■ EXCERPT PROVIDED:

=== Begin Enclosure ===

Compute time per operation for evaluation of the static $P$ of crystalline Si. Black squares indicate the $\mathcal{O}\left(N^4\right)$ method, and red circles and blue asterisks indicate the $\mathcal{O}\left(N^3\right)$ CTSP-W method with maximum fractional quadrature error (${\epsilon }^{\left(q\right)}$) of 1% and 10%. A standard workstation with the Linux operating system was employed—the application was not parallelized. The flatness of the curves for both the $\mathcal{O}\left(N^4\right)$ and $\mathcal{O}\left(N^3\right)$ methods indicate their computation time increase as $N^4$ and $N^3$: there is no additional hidden cost to using the $\mathcal{O}\left(N^3\right)$ method in an actual calculation. Computational details are given in Appendix pp8. Issues such as cache utilization, different for different system sizes in our untuned application, account for the factors of $<2\times$ deviation from a horizontal line.

Figure 9

Comparison of the performance, absolute band gap error versus computational load, for the $\mathcal{O}\left(N^4\right) GW$ terminator method of Ref. [19] as implemented in the yambo software, labeled yambo BG, and the $\mathcal{O}\left(N^3\right)$ CTSP-W method for a 16-atom Si cell with one $k$ point. The BG band gap is shown as red circles. The CTSP-W 2464 band gap (i.e., computed using 2464 bands) is given by the green stars, and the CTSP-W 1280 band gap (i.e., computed using 1280 bands) is given by the blue squares. See Fig. 3 for other details.

Figure 10

Comparison between the performance of the cubic scaling Foerster et al. [22] and the CTSP-W method. The $y$ axis is the error (%) in $P^{\left(\mathrm{model}\right)}$ (for a 16-atom Si supercell with 399 bands) and the $x$ axis is the logarithm of the ratio of computational work to that of the quartic method. The standard for the error is the quartic scaling result. For the Foerster method, the operation count is $N_{\omega }(N_c+N_v)$ where $N_{\omega }$ is the number of frequency grid points, and for the CTSP-W method the workload is defined in Eq. (16) where $N_r$ is set to one. The band gap $E^{\left(\mathrm{gap}\right)}$ is manually adjusted (i.e., using a “scissors” operation, to investigate its effect on performance. F-single and F-double mean the Foerster method using single and double windows.

Figure 11

Comparison of the performance of the cubic scaling minimax method of Liu et al. [23] and the CTSP-W method of this paper, for the computation of $P^{\left(\mathrm{model}\right)}$. The computational work ($x$ axis) for the minimax method is $N_{\omega }(N_c+N_v),$ where $N_{\omega }$ is the number of imaginary time grid points (see also the text). The standard quartic scaling method provides the baseline.

Figure 12

Gauss-Laguerre (GL) quadrature error in the integration of $e^{-x\tau }$ with 12 quadrature points as a function of ${ln}_{10}x$, solid blue curve [see Eq. (A1)]. The dashed black horizontal line shows that for $-0.75⪅{log}_{10}x⪅0.75$ equal error is generated for $x$ and $1/x$.

=== End Enclosure ===

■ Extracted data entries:
=== Begin Enclosure ===

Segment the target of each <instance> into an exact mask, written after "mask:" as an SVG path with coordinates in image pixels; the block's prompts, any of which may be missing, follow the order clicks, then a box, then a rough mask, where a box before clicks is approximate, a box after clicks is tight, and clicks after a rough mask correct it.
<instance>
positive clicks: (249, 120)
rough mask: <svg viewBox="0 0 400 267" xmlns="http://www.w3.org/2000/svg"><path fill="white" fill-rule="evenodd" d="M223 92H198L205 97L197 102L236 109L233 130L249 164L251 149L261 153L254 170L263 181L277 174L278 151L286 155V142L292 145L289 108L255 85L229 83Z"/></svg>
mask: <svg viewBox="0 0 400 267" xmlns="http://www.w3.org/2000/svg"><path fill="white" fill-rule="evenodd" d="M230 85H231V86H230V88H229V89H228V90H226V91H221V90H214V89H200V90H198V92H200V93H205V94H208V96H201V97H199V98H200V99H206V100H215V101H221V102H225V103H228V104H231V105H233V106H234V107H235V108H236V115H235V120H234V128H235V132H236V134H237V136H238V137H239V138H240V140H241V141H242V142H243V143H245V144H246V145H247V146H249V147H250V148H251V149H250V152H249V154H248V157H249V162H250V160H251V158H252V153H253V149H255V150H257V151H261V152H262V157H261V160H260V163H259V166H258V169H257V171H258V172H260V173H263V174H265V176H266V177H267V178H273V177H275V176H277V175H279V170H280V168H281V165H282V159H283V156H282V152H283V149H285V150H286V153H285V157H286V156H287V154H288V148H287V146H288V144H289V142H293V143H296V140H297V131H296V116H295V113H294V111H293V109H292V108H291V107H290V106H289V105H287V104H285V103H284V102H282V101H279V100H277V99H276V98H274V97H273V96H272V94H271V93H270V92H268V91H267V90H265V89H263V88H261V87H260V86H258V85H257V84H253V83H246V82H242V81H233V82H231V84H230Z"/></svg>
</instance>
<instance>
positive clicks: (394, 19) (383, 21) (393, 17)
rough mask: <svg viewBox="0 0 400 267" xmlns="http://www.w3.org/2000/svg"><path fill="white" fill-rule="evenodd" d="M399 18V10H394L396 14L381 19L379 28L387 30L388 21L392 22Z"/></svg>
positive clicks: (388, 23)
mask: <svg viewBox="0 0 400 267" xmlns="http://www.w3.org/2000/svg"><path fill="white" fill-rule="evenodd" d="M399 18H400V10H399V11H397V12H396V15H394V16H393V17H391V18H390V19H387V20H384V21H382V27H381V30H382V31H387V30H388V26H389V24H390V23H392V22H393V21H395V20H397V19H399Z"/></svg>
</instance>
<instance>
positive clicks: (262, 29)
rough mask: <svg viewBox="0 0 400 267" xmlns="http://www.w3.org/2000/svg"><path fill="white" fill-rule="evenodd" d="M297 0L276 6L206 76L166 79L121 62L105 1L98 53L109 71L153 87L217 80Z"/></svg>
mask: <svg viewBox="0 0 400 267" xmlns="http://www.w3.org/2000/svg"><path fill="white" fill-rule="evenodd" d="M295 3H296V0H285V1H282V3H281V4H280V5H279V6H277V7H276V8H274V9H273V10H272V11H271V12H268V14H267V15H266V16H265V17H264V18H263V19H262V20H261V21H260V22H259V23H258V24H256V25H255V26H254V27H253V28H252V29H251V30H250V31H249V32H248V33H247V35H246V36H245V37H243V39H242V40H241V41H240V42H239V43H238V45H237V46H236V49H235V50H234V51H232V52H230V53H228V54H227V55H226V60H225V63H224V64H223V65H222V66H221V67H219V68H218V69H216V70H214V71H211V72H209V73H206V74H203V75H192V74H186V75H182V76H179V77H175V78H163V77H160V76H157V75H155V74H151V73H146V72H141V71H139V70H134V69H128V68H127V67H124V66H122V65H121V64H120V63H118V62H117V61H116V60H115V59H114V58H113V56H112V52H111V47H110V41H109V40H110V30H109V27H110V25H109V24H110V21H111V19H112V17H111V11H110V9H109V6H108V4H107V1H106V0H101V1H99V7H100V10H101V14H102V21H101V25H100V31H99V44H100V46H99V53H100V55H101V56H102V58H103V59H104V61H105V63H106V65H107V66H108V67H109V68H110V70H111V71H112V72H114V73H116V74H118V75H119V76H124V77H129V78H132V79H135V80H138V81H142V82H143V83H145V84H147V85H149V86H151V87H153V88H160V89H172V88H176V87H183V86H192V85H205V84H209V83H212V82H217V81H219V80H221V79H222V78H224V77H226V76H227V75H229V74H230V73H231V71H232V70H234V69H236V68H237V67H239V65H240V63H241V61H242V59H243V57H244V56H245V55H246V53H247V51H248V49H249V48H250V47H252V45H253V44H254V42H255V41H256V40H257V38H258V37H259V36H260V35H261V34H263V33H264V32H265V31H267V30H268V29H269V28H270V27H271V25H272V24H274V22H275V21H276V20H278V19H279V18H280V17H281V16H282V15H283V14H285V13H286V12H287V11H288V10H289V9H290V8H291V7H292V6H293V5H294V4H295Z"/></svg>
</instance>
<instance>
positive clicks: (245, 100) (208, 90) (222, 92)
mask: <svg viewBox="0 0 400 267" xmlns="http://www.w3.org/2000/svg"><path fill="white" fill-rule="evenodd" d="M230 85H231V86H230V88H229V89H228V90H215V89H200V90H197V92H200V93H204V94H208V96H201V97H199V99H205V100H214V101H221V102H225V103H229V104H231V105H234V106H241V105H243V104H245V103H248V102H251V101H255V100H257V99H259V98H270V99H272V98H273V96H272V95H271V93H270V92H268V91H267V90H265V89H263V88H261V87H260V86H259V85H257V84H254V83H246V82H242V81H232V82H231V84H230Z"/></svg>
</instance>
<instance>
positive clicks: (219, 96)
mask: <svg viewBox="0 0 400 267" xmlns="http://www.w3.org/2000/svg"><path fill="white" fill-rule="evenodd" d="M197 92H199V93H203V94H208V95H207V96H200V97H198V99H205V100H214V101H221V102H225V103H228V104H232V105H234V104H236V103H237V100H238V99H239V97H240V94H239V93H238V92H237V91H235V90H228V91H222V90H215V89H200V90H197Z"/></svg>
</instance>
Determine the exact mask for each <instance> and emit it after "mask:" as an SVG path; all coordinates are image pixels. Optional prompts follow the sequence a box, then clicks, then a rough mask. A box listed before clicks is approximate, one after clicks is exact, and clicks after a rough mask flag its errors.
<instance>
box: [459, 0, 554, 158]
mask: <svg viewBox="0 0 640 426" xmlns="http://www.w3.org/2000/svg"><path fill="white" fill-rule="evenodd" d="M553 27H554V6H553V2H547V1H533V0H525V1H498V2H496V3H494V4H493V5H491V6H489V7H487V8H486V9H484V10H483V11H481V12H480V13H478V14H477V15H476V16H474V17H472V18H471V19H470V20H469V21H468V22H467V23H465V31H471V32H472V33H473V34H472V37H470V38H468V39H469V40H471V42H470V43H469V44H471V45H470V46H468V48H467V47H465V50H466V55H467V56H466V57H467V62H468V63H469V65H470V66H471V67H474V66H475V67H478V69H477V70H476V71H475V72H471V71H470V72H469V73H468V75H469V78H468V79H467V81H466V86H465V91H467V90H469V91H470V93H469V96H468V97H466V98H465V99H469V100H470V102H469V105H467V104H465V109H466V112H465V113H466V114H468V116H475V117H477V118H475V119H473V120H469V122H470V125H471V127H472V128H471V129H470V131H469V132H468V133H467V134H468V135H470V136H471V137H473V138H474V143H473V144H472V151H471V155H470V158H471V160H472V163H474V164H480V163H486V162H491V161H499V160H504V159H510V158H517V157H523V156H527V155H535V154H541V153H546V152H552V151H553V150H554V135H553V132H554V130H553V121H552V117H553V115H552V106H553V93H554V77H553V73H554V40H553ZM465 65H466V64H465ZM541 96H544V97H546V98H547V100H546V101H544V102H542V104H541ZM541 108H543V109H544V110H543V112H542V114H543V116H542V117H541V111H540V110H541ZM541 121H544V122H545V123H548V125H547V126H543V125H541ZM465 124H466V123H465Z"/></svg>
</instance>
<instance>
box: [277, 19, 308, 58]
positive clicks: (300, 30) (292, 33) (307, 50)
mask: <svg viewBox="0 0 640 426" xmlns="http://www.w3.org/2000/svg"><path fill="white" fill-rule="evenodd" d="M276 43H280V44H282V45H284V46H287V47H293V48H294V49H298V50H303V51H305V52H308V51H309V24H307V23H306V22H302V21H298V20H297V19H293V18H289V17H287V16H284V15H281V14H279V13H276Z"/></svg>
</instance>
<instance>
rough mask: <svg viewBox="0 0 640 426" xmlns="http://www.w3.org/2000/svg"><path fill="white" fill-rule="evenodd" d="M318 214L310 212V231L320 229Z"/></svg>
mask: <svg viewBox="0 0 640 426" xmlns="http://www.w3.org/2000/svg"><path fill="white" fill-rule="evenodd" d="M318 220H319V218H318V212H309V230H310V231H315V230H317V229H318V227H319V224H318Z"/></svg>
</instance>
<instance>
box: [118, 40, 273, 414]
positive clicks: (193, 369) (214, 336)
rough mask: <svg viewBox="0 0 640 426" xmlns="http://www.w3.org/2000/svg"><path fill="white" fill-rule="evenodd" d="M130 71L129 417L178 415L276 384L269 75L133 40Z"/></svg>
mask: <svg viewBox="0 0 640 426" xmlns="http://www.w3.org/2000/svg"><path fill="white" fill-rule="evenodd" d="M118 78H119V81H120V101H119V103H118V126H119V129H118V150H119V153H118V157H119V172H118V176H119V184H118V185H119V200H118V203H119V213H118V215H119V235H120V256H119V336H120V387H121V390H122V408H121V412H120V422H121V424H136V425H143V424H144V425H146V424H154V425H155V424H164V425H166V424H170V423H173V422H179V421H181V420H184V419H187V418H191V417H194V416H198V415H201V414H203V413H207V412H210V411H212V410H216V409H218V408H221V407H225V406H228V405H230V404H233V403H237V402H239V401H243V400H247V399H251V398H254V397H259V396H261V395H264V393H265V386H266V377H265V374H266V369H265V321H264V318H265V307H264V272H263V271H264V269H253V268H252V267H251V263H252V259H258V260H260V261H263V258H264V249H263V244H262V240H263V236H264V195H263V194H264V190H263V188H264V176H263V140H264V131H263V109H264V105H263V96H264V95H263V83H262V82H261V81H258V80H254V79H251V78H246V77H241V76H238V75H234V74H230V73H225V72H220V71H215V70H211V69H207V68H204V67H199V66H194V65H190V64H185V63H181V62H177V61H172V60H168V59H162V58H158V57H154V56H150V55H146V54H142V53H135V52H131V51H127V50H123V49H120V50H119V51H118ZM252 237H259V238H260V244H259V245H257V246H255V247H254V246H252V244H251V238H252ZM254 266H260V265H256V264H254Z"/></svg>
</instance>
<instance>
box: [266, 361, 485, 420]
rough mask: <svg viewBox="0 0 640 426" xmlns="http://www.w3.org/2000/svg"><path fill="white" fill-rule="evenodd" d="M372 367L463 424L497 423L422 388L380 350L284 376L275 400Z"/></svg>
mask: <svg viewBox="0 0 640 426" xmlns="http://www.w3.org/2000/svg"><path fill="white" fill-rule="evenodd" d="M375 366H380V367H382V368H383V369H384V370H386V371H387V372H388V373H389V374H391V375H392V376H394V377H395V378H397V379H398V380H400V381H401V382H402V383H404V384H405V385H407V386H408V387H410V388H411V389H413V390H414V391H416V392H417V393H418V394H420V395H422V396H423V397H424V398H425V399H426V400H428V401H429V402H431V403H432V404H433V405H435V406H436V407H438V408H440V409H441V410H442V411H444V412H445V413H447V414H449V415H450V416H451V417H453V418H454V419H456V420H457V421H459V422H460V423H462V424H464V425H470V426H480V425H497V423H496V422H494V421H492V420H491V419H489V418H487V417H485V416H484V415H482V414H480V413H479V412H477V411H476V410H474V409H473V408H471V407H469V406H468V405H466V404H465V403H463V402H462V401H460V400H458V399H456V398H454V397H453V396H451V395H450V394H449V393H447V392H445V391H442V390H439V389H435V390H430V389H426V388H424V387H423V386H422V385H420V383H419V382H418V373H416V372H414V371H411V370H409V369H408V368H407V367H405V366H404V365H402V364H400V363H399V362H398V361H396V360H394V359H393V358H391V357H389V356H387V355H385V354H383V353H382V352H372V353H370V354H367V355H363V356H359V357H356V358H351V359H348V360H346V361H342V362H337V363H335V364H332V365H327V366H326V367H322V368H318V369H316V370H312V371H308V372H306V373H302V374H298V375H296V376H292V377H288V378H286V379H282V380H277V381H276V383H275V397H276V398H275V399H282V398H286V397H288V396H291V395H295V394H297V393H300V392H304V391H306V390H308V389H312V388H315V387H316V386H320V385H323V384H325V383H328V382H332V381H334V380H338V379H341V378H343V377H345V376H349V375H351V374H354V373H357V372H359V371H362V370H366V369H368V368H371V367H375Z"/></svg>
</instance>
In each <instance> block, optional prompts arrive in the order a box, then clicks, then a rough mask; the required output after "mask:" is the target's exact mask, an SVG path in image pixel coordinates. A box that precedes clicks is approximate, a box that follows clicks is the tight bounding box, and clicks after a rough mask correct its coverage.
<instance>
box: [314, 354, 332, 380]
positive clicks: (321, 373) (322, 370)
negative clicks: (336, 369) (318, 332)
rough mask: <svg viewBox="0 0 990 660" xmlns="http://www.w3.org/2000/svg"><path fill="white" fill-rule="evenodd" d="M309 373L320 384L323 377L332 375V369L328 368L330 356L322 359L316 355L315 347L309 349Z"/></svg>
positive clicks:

=== End Enclosure ===

■ WORK ITEM: Summarize the figure captions in exactly two sentences. The extracted data entries are separate material and have no connection to the figure captions.

■ RESULT OF THE TASK: The figure captions compare the computation time and accuracy of the O(N^3) CTSP-W method with those of an O(N^4) method, noting that their times grow as N^4 and N^3 with no hidden cost to the cubic method, and also compare it with the O(N^4) GW terminator method implemented in the yambo software. They further compare CTSP-W with the cubic scaling methods of Foerster et al. and Liu et al. against a quartic scaling baseline, and show the Gauss-Laguerre quadrature error for integrating e^(-xτ) with 12 quadrature points.